#### [Recorded data]
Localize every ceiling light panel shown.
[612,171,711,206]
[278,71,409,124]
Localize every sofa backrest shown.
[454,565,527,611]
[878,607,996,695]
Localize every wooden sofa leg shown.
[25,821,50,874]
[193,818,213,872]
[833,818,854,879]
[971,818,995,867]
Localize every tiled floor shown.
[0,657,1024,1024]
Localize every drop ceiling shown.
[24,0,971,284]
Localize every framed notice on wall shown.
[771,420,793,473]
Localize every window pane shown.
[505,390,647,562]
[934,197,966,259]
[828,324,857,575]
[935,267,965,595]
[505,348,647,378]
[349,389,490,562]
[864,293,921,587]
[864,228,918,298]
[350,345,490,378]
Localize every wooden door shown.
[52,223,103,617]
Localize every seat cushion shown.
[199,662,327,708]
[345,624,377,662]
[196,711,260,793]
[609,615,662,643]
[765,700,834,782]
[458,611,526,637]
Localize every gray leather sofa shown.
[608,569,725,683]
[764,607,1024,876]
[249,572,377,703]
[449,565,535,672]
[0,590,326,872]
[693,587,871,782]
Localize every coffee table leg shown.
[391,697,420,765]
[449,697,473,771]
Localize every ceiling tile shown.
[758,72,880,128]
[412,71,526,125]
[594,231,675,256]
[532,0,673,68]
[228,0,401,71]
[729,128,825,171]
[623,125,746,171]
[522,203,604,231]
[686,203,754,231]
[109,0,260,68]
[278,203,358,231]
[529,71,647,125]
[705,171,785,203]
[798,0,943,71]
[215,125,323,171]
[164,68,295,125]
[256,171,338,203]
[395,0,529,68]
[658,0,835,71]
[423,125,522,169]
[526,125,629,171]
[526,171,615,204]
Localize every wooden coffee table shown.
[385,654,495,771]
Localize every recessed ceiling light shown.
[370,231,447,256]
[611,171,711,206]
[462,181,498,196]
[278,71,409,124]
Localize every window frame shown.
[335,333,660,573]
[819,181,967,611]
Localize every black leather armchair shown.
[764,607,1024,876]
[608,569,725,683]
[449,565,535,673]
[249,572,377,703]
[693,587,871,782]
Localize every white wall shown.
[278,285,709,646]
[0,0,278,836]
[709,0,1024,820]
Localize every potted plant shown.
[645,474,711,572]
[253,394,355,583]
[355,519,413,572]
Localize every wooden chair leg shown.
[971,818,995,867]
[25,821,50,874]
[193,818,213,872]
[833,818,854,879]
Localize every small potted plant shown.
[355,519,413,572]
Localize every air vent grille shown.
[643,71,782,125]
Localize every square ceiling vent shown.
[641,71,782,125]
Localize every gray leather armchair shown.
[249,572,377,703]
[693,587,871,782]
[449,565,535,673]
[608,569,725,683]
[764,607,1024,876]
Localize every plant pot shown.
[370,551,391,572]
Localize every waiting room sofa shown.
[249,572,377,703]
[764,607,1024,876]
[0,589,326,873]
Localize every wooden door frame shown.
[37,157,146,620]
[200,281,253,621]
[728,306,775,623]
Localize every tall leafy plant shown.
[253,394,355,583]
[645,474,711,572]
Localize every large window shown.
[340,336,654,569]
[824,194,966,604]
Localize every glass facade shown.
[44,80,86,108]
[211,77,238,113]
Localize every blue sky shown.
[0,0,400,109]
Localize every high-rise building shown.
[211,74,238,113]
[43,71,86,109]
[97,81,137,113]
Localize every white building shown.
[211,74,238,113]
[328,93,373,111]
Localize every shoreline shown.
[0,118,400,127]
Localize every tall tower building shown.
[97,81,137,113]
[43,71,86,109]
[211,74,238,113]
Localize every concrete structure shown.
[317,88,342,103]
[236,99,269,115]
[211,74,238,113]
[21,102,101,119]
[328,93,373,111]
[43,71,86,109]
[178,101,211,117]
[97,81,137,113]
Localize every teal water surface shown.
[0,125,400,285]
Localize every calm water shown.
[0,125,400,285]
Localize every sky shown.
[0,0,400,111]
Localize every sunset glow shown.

#### [Your task]
Please reproduce the material above word for word, keeping every line in its original order.

#### [Answer to this problem]
Localize every ceiling light panel shown.
[612,171,711,206]
[278,71,409,124]
Localize every sofa backrest shown.
[454,565,527,611]
[878,607,996,695]
Localize every wooden sofa leg shown.
[25,821,50,874]
[193,818,213,872]
[833,818,854,879]
[971,818,995,867]
Localize every tiled floor shown.
[0,657,1024,1024]
Localize every drop ceiling shown.
[24,0,971,284]
Localize every framed notice on wall shown.
[771,420,793,473]
Localize every window pane shown.
[505,390,647,562]
[934,197,966,259]
[828,324,857,575]
[935,267,965,595]
[505,348,647,378]
[349,389,490,562]
[864,293,921,587]
[864,228,918,298]
[350,345,490,378]
Localize every wooden door shown.
[52,223,103,617]
Localize every seat cushion shown.
[199,662,327,708]
[345,624,377,662]
[196,711,260,793]
[609,615,662,643]
[765,700,834,782]
[458,611,526,637]
Localize every gray leather sofa shown.
[608,569,725,683]
[764,607,1024,876]
[249,572,377,703]
[449,565,535,672]
[0,590,326,872]
[693,587,871,782]
Localize every coffee table leg shown.
[391,697,420,765]
[449,697,473,771]
Localize every ceiling tile shown.
[758,72,880,128]
[412,71,526,125]
[594,231,675,256]
[532,0,673,68]
[228,0,401,71]
[729,128,825,171]
[623,125,746,171]
[522,203,604,231]
[686,203,754,231]
[109,0,260,68]
[278,203,358,231]
[529,71,647,125]
[705,171,785,203]
[798,0,943,71]
[215,125,323,171]
[164,68,295,125]
[256,171,338,203]
[395,0,529,68]
[658,0,835,71]
[423,125,522,169]
[526,125,629,171]
[526,171,615,204]
Localize every wooden coffee table shown.
[385,654,495,771]
Localize every recessed ceiling light shown.
[370,231,447,256]
[611,171,711,206]
[462,181,498,196]
[278,71,409,124]
Localize every window frame shown.
[335,333,660,573]
[819,181,967,611]
Localize every black leather armchair shown.
[764,607,1024,876]
[608,569,725,683]
[449,565,535,673]
[249,572,377,703]
[693,587,871,782]
Localize every white wall shown.
[278,285,709,646]
[0,0,278,836]
[709,0,1024,820]
Localize every potted plant shown.
[645,474,711,572]
[253,394,355,583]
[355,519,413,572]
Localize every wooden chair leg shown.
[971,818,995,867]
[25,821,50,874]
[193,818,213,872]
[833,818,854,879]
Localize every small potted plant shown.
[355,519,413,572]
Localize every air vent grille shown.
[643,71,782,125]
Localize every square ceiling vent shown.
[641,71,782,125]
Localize every gray leather armchair shown.
[249,572,377,703]
[693,587,871,782]
[449,565,535,673]
[608,569,725,683]
[764,607,1024,876]
Localize every plant pot shown.
[370,551,391,572]
Localize every waiting room sofa shown.
[249,572,377,703]
[764,607,1024,876]
[0,589,326,873]
Localize every wooden door frame shown.
[37,157,146,620]
[200,281,253,621]
[728,306,775,623]
Localize every tall leafy plant shown.
[253,394,355,583]
[645,474,711,572]
Localize every large window shown.
[340,336,654,569]
[824,194,966,604]
Localize every glass facade shown.
[44,80,86,108]
[211,77,238,113]
Localize every blue sky shown.
[0,0,400,109]
Localize every high-rise building shown.
[211,74,238,113]
[43,71,86,109]
[97,81,137,113]
Localize every white building shown.
[211,74,238,113]
[328,93,373,111]
Localize every shoreline shown.
[0,118,400,127]
Localize every tall tower building shown.
[97,81,137,113]
[43,71,86,109]
[211,74,238,113]
Localize every concrete structure shown.
[317,88,342,103]
[236,99,269,115]
[211,74,238,113]
[21,102,101,119]
[328,93,373,111]
[43,71,86,109]
[178,101,211,117]
[97,81,137,113]
Localize every teal water surface shown.
[0,125,400,285]
Localize every calm water shown.
[0,125,400,285]
Localize every sky shown.
[0,0,400,111]
Localize every sunset glow shown.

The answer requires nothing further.